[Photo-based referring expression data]

============

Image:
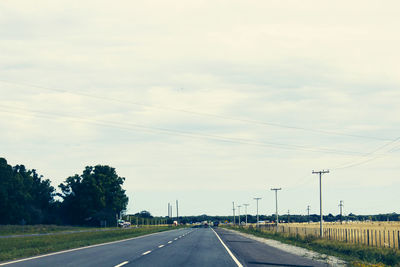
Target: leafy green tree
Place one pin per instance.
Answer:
(93, 196)
(24, 195)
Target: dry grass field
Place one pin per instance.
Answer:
(376, 234)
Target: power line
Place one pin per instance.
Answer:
(92, 96)
(129, 126)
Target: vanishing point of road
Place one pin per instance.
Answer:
(183, 247)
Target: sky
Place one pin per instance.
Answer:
(208, 102)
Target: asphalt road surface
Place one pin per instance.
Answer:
(183, 247)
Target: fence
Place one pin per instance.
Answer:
(369, 237)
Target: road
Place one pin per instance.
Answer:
(183, 247)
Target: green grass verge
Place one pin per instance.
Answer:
(21, 247)
(38, 229)
(356, 255)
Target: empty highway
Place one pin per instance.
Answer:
(183, 247)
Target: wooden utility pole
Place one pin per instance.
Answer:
(276, 205)
(321, 233)
(341, 210)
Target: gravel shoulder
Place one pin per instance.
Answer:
(330, 260)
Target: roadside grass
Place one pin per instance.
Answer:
(38, 229)
(21, 247)
(356, 255)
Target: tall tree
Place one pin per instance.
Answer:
(94, 195)
(24, 195)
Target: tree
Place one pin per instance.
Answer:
(24, 195)
(93, 196)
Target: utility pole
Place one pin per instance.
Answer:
(321, 233)
(245, 210)
(257, 199)
(341, 210)
(233, 209)
(239, 214)
(276, 205)
(177, 213)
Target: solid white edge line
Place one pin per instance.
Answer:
(229, 251)
(122, 264)
(147, 252)
(75, 249)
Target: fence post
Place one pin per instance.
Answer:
(394, 241)
(398, 239)
(384, 238)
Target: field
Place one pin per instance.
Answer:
(38, 229)
(19, 247)
(374, 234)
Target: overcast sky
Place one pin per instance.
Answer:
(208, 102)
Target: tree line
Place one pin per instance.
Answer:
(87, 199)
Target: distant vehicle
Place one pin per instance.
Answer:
(123, 224)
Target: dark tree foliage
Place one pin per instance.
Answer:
(143, 214)
(24, 195)
(93, 196)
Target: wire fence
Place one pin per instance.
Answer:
(369, 237)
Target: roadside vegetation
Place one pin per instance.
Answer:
(21, 247)
(6, 230)
(356, 255)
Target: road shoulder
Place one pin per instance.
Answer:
(305, 253)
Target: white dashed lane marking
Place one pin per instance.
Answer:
(147, 252)
(122, 264)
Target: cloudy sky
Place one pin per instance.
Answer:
(208, 102)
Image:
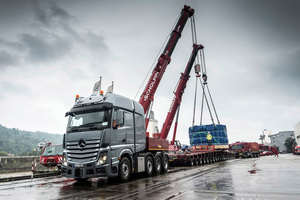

============

Work order |
Go over the data and return every line that includes the word "roadside".

Your response |
Target: roadside grass
Target: roadside vegetation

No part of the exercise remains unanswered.